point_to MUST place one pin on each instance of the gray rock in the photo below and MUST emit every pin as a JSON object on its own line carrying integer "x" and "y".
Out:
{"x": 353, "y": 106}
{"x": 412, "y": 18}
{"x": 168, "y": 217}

__Directions__.
Would you repeat each of the lines above exactly?

__Response__.
point_to MUST place one pin on each instance of the gray rock in the photo below and MUST emit every pin as a JSON object on its own line carrying integer "x" and "y".
Out:
{"x": 353, "y": 106}
{"x": 412, "y": 18}
{"x": 168, "y": 217}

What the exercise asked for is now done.